(EXERCISE INSTRUCTIONS):
Extract all of the lines below word for word, and leave the pictures out of your answer.

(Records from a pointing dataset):

— Begin —

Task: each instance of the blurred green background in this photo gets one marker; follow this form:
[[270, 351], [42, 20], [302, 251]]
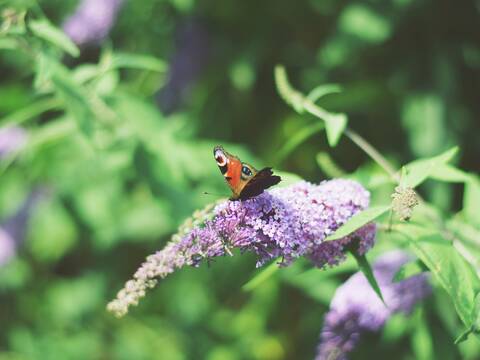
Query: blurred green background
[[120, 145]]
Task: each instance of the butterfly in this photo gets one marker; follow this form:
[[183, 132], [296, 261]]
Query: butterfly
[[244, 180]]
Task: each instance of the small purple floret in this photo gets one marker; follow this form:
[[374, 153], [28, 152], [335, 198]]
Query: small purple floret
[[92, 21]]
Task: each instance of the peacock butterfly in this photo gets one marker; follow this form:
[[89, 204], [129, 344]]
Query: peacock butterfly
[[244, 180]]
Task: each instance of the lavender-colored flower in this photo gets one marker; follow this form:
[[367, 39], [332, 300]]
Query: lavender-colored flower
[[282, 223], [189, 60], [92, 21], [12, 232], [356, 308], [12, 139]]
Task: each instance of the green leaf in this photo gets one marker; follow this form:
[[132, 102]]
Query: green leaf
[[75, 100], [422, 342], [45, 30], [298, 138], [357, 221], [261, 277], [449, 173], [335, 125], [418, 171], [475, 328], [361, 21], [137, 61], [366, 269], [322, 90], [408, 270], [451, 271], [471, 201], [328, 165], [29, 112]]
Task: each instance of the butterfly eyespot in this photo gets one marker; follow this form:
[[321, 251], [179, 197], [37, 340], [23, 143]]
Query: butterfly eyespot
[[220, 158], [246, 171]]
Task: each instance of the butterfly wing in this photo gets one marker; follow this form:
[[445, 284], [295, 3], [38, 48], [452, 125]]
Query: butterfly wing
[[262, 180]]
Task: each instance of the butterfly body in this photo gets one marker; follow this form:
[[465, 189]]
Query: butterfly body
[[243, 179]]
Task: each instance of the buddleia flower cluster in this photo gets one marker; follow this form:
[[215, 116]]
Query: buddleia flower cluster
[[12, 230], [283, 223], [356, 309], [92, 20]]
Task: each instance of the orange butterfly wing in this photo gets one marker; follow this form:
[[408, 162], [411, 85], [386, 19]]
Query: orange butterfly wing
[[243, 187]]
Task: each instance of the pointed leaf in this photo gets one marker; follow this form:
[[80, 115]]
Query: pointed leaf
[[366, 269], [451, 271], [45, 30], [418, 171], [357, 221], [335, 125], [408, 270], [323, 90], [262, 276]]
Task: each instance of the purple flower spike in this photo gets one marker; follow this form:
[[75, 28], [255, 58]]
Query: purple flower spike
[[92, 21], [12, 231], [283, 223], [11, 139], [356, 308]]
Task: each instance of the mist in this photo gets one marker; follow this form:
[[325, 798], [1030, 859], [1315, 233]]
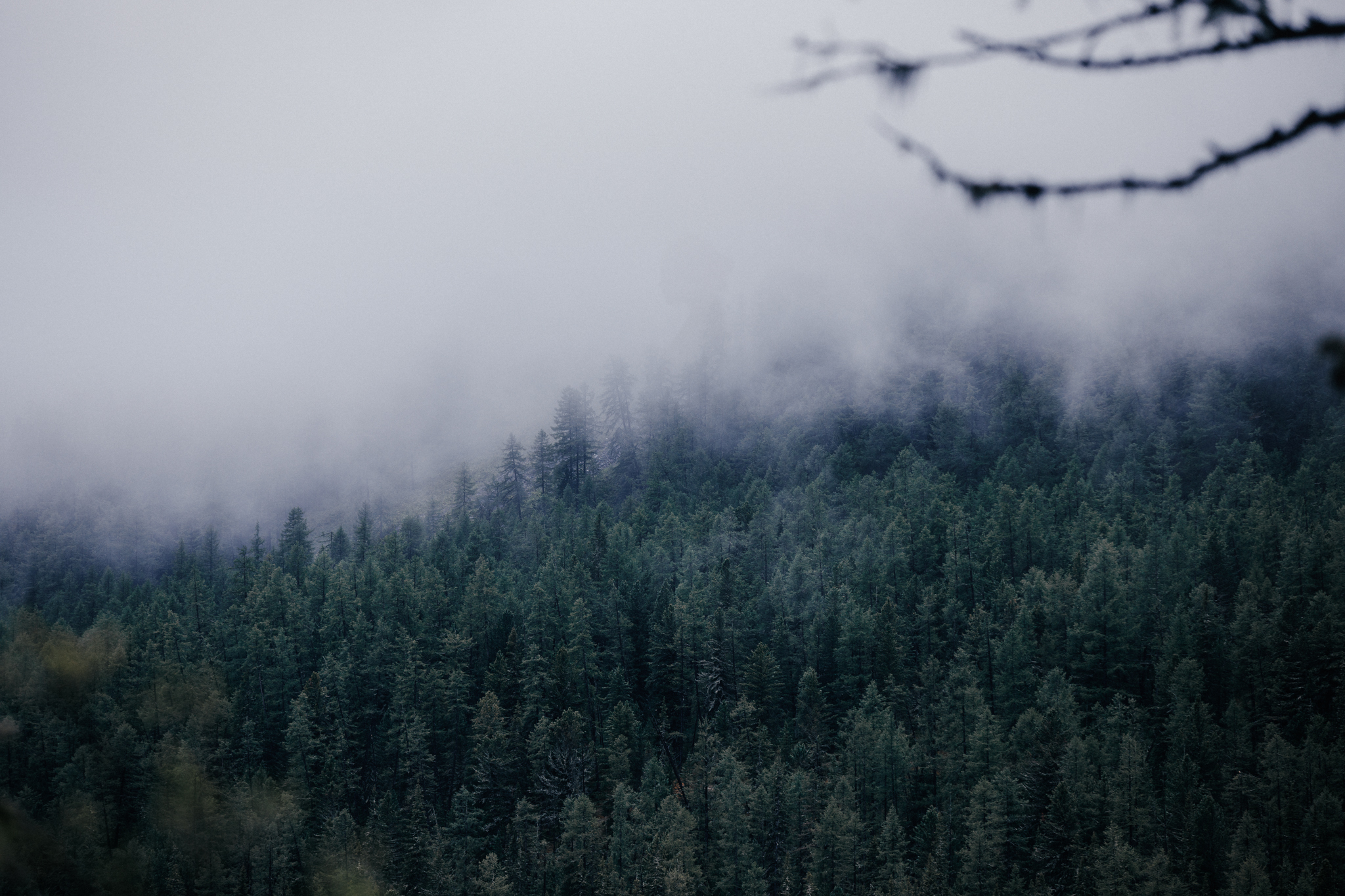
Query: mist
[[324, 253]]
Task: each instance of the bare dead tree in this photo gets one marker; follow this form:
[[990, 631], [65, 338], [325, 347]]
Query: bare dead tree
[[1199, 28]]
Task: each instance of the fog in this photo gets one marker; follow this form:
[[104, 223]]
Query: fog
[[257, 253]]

— End —

(COMPLETED TASK):
Task: each instance of the blurred green background in this photo gets one marker; follow this form:
[[270, 351], [42, 20], [302, 251]]
Query: blurred green background
[[120, 145]]
Task: each instance of the butterfly in this photo gets one marker; follow this form:
[[183, 132], [296, 261]]
Query: butterfly
[[244, 180]]
Task: each instance of the small purple floret in this photo gets one marker; follow this form:
[[374, 153], [28, 152], [335, 198]]
Query: small purple floret
[[92, 21]]
Task: each instance of the peacock butterfly in this photo gets one marker; follow this form:
[[89, 204], [129, 344]]
Query: peacock butterfly
[[244, 180]]
Task: each instance of the lavender-colored flower in this photo gets one marker; follow this form:
[[367, 39], [332, 300]]
Query: lavender-colored flower
[[282, 223], [189, 60], [92, 21], [12, 232], [356, 308], [12, 139]]
Task: each instance of the green leaf in this photo gets one marker; follow this form:
[[132, 102]]
Query: green leaf
[[75, 100], [422, 342], [45, 30], [298, 138], [357, 221], [261, 277], [449, 173], [335, 125], [418, 171], [475, 328], [361, 21], [137, 61], [366, 269], [322, 90], [408, 270], [451, 271], [471, 201], [328, 165], [29, 112]]
Task: each instance of the butterfly eyespot in this photo gets one marker; follow this form:
[[321, 251], [179, 197], [37, 340], [23, 143]]
Query: butterfly eyespot
[[220, 158], [246, 171]]
Task: each instance of the butterfly wing in this photo gets one marker; follow this form:
[[445, 284], [295, 3], [38, 48], [452, 125]]
Query: butterfly wing
[[262, 180]]
Task: each instance of the butterfly body in this photo gets one marker; follow this form:
[[465, 189]]
Query: butterfly body
[[243, 179]]
Task: each instance of the buddleia flower cluster in this photo gets one marker; follow this form:
[[215, 116]]
Query: buddleia flower cluster
[[12, 230], [283, 223], [356, 309], [92, 20]]
Task: each instance of the orange butterfly wing in this photo gets one marker; follow this form:
[[408, 162], [411, 85], [386, 19]]
Query: orange butterfly wing
[[243, 187]]
Task: each instance of the pointed leaf in this photo gets one marker; follow this form:
[[80, 115]]
Query: pointed leaf
[[366, 269], [451, 271], [45, 30], [418, 171], [357, 221], [335, 125], [408, 270], [323, 90], [262, 276]]
Task: each instance of the purple flower spike in this photo gets one marker; follow this form:
[[75, 28], [255, 58]]
Query: purple flower spike
[[92, 21], [12, 231], [283, 223], [11, 139], [356, 308]]
Task: each instance of the mist in this photo gets one marker; follow this form:
[[325, 798], [1030, 859], [1315, 233]]
Query: mist
[[324, 253]]
Task: each instance of the bare dead tree in this photo gets one marker; follow this form:
[[990, 631], [65, 338], [325, 347]]
Query: bare dead tree
[[1199, 28]]
Task: each instance of the fog in this photo gets one marker; follow this form:
[[104, 223]]
Query: fog
[[257, 253]]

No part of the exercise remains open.